Instructions for the task:
Arrange the lines from the very first one up to and including the line with "column 273, row 278" as a Markdown table with the columns No. and Text, numbering each row and leaving out any blank lines.

Data entries:
************
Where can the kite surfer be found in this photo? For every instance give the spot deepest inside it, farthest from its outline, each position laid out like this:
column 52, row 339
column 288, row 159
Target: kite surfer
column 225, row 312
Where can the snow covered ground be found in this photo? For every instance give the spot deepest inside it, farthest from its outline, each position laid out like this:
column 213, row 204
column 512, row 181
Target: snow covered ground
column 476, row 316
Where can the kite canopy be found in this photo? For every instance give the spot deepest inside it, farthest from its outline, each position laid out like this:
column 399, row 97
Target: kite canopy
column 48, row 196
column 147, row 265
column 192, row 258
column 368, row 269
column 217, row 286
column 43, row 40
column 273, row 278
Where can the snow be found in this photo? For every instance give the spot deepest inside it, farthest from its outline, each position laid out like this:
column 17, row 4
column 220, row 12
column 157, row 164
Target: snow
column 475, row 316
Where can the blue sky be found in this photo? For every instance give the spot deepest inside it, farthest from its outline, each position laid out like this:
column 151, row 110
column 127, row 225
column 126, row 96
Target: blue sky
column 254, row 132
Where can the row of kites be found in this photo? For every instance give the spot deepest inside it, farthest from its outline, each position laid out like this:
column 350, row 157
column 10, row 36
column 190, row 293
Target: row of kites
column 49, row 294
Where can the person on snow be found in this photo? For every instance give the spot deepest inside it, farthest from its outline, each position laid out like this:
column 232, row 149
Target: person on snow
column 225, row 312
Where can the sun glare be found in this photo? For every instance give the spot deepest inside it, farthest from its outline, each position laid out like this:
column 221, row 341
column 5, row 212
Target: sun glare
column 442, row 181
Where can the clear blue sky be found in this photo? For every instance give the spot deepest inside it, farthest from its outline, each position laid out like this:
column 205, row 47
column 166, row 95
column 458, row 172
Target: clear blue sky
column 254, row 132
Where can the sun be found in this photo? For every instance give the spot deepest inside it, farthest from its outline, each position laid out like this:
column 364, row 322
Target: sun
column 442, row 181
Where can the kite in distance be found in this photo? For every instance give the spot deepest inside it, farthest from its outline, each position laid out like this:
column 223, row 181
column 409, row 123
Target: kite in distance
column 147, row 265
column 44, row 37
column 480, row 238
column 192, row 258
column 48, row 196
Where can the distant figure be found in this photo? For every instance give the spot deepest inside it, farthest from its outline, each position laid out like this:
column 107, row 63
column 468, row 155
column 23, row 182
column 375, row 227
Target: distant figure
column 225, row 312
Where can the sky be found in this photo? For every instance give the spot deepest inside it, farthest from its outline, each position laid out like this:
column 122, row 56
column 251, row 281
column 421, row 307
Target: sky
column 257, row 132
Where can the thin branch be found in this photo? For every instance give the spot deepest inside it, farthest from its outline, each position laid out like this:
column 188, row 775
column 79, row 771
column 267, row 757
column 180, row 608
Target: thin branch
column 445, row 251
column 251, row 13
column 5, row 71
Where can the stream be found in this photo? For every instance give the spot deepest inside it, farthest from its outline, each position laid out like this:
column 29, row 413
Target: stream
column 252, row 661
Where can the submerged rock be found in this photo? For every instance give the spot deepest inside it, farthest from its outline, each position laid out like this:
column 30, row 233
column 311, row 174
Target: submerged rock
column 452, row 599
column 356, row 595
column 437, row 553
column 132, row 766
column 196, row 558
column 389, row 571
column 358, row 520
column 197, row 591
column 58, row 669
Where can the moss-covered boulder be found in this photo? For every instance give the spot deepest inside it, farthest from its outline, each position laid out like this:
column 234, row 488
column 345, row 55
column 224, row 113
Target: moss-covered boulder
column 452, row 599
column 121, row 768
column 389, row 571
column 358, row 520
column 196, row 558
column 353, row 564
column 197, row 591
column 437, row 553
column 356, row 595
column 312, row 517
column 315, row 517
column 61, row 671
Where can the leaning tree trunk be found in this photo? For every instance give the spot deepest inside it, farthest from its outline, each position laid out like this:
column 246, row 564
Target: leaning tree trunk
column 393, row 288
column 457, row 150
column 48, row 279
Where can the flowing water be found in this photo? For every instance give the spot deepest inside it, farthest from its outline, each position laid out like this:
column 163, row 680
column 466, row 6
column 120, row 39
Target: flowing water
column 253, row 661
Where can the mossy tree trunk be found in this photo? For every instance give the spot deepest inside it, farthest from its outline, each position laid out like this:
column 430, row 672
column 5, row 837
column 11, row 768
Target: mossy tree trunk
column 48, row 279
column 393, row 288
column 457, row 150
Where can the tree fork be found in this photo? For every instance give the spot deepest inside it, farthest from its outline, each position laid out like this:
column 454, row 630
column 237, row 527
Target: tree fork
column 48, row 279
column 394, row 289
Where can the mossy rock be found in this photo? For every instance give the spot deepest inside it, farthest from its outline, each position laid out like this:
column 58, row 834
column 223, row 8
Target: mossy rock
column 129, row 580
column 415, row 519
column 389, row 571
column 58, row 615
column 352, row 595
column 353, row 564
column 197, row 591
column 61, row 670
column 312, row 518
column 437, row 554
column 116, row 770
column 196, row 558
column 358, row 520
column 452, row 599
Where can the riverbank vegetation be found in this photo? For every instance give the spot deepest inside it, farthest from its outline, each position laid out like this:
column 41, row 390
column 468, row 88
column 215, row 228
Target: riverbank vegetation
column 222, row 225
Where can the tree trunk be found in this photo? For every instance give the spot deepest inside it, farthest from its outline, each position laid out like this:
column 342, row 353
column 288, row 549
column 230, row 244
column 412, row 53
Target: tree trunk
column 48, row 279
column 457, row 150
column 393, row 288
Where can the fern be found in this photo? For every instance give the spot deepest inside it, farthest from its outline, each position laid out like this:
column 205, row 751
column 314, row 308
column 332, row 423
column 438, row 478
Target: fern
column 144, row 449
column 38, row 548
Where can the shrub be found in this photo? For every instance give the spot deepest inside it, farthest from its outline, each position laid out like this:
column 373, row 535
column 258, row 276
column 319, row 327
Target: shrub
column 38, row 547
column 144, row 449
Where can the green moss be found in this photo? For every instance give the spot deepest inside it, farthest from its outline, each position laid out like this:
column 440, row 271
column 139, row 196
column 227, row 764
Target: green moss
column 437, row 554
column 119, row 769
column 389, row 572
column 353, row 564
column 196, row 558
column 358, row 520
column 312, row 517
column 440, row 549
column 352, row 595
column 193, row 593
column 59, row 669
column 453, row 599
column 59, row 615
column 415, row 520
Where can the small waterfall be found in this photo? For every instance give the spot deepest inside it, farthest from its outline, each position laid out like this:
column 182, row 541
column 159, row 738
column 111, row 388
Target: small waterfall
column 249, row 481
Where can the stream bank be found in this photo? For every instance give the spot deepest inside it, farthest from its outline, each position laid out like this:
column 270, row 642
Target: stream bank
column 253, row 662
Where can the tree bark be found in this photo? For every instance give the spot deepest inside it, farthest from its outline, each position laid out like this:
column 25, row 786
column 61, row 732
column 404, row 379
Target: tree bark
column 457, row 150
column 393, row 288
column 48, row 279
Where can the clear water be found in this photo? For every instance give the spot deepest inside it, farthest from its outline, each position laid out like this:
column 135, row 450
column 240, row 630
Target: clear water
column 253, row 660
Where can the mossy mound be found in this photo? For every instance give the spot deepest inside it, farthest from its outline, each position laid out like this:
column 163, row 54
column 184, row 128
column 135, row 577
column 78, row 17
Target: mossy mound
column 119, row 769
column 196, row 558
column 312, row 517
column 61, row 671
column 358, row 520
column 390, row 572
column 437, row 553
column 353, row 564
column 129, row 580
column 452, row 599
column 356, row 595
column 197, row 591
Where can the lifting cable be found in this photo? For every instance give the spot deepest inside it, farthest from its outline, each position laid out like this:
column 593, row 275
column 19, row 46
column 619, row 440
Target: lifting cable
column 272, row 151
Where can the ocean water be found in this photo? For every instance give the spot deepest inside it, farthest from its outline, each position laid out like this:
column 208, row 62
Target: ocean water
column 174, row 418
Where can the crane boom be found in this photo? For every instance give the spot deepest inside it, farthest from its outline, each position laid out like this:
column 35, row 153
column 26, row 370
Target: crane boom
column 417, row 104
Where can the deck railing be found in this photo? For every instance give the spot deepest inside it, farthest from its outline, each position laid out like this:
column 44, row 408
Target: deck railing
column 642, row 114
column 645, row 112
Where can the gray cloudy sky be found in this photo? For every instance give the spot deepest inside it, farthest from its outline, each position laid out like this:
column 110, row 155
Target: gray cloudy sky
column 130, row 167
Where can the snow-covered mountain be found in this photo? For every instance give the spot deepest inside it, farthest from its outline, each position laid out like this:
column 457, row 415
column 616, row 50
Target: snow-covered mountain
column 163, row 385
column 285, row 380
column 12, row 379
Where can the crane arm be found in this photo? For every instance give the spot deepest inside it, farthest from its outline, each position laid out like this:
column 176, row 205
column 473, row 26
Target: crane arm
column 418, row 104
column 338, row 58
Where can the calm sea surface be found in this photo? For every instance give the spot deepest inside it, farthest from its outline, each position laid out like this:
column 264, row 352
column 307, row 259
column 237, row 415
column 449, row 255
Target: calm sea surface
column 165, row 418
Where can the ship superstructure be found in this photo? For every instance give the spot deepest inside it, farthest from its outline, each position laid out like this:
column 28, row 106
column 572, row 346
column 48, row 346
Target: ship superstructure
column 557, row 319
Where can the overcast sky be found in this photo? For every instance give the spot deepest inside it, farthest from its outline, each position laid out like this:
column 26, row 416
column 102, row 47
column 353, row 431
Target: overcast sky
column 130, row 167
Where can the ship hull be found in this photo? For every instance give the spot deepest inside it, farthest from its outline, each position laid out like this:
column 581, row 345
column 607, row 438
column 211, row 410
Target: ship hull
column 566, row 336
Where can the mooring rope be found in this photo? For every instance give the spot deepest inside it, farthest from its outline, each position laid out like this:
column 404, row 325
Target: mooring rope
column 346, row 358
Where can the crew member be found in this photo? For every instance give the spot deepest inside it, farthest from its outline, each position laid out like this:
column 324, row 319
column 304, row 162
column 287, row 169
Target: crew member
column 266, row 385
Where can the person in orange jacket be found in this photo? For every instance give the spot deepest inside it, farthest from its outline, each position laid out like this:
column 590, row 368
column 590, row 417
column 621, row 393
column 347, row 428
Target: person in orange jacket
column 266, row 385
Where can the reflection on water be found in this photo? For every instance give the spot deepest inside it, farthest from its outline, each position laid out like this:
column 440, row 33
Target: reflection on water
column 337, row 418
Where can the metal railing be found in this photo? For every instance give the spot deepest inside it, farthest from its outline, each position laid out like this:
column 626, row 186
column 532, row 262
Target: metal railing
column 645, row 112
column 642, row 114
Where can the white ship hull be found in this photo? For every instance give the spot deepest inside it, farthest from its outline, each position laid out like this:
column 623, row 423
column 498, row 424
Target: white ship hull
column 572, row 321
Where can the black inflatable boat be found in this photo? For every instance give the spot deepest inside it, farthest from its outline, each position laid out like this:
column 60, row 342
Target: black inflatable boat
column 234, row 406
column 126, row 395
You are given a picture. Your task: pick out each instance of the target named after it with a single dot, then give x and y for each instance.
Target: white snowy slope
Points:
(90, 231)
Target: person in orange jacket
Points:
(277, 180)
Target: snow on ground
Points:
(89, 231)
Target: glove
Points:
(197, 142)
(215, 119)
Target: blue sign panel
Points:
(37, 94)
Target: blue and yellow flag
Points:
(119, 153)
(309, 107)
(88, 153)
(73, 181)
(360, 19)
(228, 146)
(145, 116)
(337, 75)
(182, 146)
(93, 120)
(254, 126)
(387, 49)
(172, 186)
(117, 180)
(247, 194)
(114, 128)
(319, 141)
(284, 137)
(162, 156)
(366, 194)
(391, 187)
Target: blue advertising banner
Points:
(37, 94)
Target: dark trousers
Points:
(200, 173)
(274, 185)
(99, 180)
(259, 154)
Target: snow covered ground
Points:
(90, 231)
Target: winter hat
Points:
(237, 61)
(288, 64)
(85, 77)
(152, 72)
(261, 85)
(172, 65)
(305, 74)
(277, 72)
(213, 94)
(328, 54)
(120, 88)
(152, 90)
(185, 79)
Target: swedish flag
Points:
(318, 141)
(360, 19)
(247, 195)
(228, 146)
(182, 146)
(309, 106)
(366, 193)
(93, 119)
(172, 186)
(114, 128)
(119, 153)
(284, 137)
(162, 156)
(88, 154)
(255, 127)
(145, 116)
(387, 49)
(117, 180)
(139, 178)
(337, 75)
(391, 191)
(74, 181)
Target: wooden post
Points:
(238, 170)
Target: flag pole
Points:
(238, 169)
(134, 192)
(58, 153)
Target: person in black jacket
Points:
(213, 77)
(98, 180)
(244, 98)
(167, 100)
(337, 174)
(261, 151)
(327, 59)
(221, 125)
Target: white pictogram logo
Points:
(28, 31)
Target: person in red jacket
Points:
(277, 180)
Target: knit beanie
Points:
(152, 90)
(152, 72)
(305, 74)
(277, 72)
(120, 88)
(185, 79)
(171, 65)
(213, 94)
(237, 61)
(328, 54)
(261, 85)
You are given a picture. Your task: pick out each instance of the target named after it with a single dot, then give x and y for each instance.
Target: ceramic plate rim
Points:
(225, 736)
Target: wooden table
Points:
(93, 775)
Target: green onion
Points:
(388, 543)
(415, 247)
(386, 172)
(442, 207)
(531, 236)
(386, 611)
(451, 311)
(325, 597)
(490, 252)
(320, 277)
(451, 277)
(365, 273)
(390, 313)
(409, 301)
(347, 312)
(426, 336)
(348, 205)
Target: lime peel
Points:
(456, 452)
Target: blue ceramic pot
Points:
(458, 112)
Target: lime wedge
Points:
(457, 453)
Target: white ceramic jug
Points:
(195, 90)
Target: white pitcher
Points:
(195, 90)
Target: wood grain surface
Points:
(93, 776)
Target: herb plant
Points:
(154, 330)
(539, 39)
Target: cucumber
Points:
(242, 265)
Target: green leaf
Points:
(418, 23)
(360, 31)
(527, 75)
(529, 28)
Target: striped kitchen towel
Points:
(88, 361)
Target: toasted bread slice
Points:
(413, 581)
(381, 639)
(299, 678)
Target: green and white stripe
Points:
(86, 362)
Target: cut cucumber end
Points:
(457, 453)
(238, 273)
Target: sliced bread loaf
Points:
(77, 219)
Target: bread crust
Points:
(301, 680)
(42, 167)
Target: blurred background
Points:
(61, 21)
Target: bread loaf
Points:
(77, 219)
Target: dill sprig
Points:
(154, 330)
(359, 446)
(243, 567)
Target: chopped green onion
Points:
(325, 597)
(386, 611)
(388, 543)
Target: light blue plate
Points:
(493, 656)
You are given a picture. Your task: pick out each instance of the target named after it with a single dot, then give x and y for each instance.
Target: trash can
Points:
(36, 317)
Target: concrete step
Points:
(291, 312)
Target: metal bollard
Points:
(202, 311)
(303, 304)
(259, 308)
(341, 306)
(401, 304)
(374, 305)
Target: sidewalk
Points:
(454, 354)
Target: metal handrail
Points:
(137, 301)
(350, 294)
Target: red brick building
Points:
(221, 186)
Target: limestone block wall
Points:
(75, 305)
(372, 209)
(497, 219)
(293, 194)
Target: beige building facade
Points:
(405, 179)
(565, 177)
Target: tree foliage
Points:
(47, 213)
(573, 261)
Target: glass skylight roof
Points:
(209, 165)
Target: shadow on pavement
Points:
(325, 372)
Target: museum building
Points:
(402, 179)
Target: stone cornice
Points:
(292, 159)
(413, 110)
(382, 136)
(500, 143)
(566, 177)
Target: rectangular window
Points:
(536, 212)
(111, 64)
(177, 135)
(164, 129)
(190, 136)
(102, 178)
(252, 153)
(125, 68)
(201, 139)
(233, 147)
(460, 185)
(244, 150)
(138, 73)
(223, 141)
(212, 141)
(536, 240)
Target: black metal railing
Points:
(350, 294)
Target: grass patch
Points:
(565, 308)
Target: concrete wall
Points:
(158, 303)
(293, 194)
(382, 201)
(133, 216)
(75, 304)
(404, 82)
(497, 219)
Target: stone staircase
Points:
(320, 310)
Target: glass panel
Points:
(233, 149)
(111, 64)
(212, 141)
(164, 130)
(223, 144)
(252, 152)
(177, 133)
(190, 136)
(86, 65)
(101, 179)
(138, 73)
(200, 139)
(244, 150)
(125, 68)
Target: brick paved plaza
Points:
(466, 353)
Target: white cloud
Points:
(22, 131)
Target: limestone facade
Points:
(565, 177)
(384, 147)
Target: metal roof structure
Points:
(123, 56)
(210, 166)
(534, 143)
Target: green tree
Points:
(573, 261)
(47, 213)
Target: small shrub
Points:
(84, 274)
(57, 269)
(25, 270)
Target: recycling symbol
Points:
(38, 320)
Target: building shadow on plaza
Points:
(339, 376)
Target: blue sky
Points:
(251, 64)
************
Answer to the task:
| No. | Text |
|---|---|
| 1 | Where can the kite surfer be found in this photo? For every instance give the spot deepest inside it, farthest from its outline, each position laid out like this: |
| 2 | column 52, row 339 |
| 3 | column 288, row 159 |
| 4 | Target: kite surfer |
| 5 | column 225, row 312 |
| 6 | Where can the snow covered ground be found in this photo? For every instance give the spot deepest inside it, farthest from its outline, each position laid out like this: |
| 7 | column 213, row 204 |
| 8 | column 512, row 181 |
| 9 | Target: snow covered ground |
| 10 | column 476, row 316 |
| 11 | Where can the kite canopy be found in this photo? For every instance give the spot deepest inside it, farthest from its outline, each position laid out like this: |
| 12 | column 399, row 97 |
| 13 | Target: kite canopy |
| 14 | column 48, row 196 |
| 15 | column 147, row 265 |
| 16 | column 192, row 258 |
| 17 | column 368, row 269 |
| 18 | column 217, row 286 |
| 19 | column 43, row 40 |
| 20 | column 273, row 278 |